It is probably the image of Baptism-as-consecration and commissioning then which is most helpful to us in understanding Jesus' submission to John's baptism. Here the man Jesus is set apart as the one in whom God will truly "hallow his name." (That is, in Jesus' weakness and self-emptying God's powerful presence (Name) will make all things Holy and a sacrament of God's presence.) Here, in an act of manifest commitment, Jesus' humanity is placed completely at the service of the living God and of those to whom God is committed. Here his experience as one set apart or consecrated by and for God establishes God as completely united with us and our human condition. This solidarity is reflected in his statement to John that together they must fulfill the will of God. And here too Jesus anticipates the death and resurrection he will suffer for the sake of both human and Divine destinies which, in him, will be reconciled and inextricably wed to one another. His baptism establishes the pattern not only of HIS humanity, but that of all authentic humanity. So too does it reveal the nature of true Divinity, for our's is a God who becomes completely subject to our sinful reality in order to free us for his own entirely holy one.

I suspect that even at the end of the Christmas season we are still scandalized by the incarnation. (Recent conversations on CV's and secularity make me even surer of this!) We still stumble over the intelligibility of this baptism, and the propriety of it especially. Our inability to fathom Jesus' own baptism, and our tendency to be shocked by it  because of Jesus' identity,  just as JohnBp was probably shocked, says we are not comfortable, even now, with a God who enters exhaustively into our reality. We remain uncomfortable with a Jesus who is tempted like us in ALL THINGS, and matures into his identity as God's only begotten Son.

= INSTRUCTIONS =
A) In the reflection on Jesus' baptism, what statement by Jesus to John reflects his solidarity with us?
B) Write the next few sentences of the reflection on Jesus' baptism, picking up after its final sentence.
The material that comes next is separate from the reflection on Jesus' baptism.

(Extracted data entries)
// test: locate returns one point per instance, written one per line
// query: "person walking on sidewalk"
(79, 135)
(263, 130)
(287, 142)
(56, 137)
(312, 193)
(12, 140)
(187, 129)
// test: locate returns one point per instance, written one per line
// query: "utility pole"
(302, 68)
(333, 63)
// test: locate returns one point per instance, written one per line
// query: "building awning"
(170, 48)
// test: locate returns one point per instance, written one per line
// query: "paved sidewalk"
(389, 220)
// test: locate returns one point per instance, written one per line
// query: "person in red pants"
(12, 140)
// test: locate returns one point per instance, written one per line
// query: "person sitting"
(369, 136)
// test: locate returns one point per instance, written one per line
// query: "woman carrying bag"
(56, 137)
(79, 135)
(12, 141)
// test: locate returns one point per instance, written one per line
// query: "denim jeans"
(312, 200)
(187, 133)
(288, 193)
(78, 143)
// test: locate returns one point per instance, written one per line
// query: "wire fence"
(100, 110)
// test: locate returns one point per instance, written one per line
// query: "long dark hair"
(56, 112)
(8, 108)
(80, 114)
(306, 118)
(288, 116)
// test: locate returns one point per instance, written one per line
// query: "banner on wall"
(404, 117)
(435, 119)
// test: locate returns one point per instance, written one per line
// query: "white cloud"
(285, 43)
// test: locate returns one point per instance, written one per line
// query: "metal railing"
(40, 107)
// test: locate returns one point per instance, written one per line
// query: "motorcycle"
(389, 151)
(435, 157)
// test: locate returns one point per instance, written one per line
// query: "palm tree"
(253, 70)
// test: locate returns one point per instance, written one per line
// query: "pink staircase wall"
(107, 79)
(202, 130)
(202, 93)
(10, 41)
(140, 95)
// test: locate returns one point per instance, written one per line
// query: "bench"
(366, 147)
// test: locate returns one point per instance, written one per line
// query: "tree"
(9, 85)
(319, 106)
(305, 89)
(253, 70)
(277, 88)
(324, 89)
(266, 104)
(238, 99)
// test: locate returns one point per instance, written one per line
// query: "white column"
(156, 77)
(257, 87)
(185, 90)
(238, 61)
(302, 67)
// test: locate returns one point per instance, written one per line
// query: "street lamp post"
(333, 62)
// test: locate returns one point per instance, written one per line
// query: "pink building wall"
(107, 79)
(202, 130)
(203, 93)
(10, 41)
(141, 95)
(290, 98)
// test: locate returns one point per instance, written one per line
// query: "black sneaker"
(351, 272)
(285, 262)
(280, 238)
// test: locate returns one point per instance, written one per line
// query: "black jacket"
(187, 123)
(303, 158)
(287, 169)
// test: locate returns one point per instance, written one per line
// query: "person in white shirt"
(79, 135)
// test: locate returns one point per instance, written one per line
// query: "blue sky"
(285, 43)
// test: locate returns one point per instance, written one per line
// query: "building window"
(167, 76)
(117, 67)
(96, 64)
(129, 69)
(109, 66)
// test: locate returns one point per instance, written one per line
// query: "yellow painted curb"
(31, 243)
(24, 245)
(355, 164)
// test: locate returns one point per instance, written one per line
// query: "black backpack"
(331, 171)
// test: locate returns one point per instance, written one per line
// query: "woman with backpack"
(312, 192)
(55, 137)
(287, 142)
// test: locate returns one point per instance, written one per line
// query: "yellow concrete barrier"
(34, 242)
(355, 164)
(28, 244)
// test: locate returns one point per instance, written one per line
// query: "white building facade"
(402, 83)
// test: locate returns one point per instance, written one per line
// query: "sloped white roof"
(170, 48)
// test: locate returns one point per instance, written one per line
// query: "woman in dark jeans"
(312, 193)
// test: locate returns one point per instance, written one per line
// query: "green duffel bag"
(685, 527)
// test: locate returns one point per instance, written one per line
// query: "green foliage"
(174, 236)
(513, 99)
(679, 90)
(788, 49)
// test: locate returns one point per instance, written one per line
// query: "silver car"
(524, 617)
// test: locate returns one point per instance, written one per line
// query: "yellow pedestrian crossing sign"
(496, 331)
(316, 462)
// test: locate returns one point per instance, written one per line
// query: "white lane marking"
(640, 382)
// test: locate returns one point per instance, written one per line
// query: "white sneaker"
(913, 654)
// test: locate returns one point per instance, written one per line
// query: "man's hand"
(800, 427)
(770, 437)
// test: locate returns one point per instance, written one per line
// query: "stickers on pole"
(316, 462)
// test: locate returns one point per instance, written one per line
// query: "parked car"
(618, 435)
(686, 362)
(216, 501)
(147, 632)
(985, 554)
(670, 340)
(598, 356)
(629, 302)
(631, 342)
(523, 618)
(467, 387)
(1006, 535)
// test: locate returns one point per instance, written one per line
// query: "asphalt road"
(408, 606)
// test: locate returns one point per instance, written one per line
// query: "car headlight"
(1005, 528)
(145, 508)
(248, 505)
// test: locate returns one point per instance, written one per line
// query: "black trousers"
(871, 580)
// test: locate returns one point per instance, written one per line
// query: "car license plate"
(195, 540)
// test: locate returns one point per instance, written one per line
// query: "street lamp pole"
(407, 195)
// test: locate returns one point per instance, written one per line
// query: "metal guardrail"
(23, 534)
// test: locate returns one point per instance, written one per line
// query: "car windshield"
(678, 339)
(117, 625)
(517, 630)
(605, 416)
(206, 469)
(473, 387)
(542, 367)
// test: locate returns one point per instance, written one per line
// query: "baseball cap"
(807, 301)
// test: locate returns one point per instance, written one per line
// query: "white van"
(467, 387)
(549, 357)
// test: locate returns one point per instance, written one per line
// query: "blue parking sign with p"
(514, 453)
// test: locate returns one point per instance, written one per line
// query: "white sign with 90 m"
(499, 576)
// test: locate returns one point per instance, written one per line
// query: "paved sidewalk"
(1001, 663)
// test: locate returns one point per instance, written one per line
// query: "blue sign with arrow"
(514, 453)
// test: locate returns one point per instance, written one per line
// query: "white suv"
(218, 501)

= OUTPUTS IN ORDER =
A) He tells John that together they must fulfill the will of God.

B)
We are puzzled by one who is holy as God is holy and, as the creed affirms, "true God from true God" and who, evenso, is consecrated to and by the one he calls Abba --- and commissioned to the service of this Abba's Kingdom and people. A God who wholly identifies with us, takes on our sinfulness, and comes to us in smallness, weakness, submission and self-emptying is really not a God we are comfortable with --- despite three weeks of Christmas celebrations and reflections, and a prior four weeks of preparation -- is it? In fact, none of this was comfortable for Jews or early Christians either. The Jewish leadership was upset by JnBp's baptisms generally because they took place outside the Temple precincts and structures (that is, in the realm we literally call profane). Early Christians (Jewish and otherwise) were embarrassed by Jesus' baptism by John --- as Matt's added explanation of the reasons for it in vv 14-15 indicate. They were concerned that perhaps it indicated Jesus' inferiority to John the Baptist and they wondered if maybe it meant that Jesus had sinned prior to his baptism. And perhaps this embarrassment is as it should be. Perhaps the scandal attached to this baptism signals to us we are beginning to get things right theologically.

After all, today's feast tells us that Jesus' public ministry begins with a ritual washing, consecration, and commissioning by God which is similar to our own baptismal consecration. The difference is that Jesus' freely accepts life under the sway of sin in his baptism just as he wholeheartedly embraces a public (and one could cogently argue, a thoroughly secular) vocation to proclaim God's sovereignty. The story of the desert temptation or testing that follows this underscores this acceptance. His public life begins with an event that prefigures his end as well. There is a real dying to self involved here, not because Jesus has a false self which must die -- as each of us has --- but because in these events his life is placed completely at the disposal of his God, his Abba, in solidarity with us. Loving another, affirming the being of another in a way which subordinates one's own being to theirs --- putting one's own life at their disposal and surrendering all other life-possibilities always entails a death of sorts -- and a kind of rising to new life as well. The dynamics present on the cross are present here too; here we see only somewhat less clearly a complete and obedient (that is open and responsive) submission to the will of God, and an unfathomable subjection to that which human sinfulness makes necessary precisely in order that God's love may be exhaustively present and conquer here as well.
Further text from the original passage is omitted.